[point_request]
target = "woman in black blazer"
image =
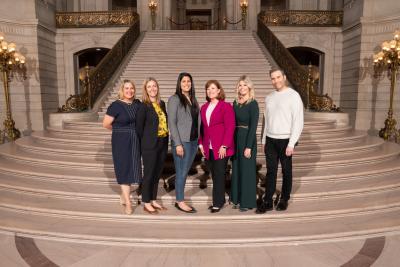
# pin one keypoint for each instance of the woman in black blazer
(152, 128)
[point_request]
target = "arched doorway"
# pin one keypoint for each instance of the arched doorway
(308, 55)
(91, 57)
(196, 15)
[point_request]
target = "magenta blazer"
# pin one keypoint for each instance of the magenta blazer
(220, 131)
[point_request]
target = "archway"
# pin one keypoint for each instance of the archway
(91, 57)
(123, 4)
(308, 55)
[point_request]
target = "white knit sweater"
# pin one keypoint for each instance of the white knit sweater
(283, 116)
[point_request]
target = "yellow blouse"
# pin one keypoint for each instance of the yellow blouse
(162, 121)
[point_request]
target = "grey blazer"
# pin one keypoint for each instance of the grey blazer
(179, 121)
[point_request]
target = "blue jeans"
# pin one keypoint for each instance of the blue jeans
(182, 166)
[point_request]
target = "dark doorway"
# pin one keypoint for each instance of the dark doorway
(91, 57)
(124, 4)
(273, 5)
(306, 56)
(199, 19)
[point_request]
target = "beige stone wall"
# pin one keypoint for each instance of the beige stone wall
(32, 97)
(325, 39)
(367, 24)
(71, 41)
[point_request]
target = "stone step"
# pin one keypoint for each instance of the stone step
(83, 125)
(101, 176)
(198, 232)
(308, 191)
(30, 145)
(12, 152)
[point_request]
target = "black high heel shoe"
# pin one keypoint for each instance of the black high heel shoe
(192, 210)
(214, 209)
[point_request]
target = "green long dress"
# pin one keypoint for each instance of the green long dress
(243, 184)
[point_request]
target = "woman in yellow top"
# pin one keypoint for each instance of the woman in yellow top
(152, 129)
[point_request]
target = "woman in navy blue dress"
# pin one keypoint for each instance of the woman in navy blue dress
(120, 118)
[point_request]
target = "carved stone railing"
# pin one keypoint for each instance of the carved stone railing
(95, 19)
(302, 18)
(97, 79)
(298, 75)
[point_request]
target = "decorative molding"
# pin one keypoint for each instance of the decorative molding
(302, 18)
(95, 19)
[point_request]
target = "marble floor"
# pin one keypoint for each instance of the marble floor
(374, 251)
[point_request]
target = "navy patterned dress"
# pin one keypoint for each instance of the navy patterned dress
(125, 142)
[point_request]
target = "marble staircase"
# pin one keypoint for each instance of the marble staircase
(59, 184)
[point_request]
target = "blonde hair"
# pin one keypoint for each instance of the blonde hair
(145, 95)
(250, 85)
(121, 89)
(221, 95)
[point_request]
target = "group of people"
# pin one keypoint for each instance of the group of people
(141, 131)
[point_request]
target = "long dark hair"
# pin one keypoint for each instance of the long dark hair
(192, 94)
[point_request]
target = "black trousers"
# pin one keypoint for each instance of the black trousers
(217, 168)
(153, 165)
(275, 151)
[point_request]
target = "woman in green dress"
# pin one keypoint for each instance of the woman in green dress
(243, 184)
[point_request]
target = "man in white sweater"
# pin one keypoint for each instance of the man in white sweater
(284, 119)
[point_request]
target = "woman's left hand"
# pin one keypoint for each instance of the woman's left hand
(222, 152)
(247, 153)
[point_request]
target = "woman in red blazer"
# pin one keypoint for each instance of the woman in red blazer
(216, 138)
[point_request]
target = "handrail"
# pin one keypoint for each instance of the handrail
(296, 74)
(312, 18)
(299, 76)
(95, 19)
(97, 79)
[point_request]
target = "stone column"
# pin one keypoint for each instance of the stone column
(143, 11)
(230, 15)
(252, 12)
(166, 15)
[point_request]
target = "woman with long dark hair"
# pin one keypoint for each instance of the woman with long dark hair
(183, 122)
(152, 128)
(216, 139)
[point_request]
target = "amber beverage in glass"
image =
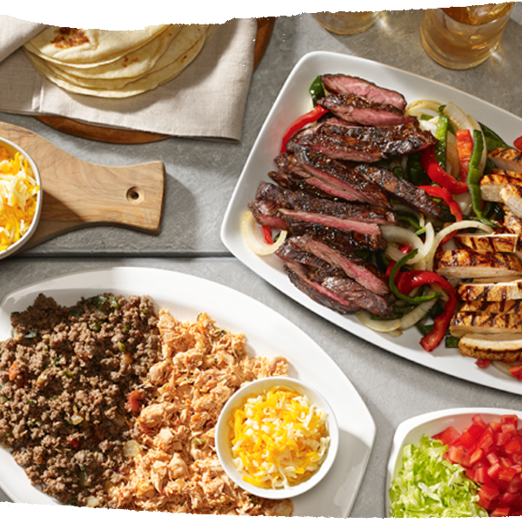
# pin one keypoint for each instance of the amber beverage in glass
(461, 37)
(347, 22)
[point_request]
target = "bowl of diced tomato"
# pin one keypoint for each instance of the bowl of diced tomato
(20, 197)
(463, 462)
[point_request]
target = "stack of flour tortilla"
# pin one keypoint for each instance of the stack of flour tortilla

====================

▶ _YOUR TASK_: What is needed is one number: how many lines of the records above contain the word "tortilla".

▶ _EXERCISE RESULT_: 2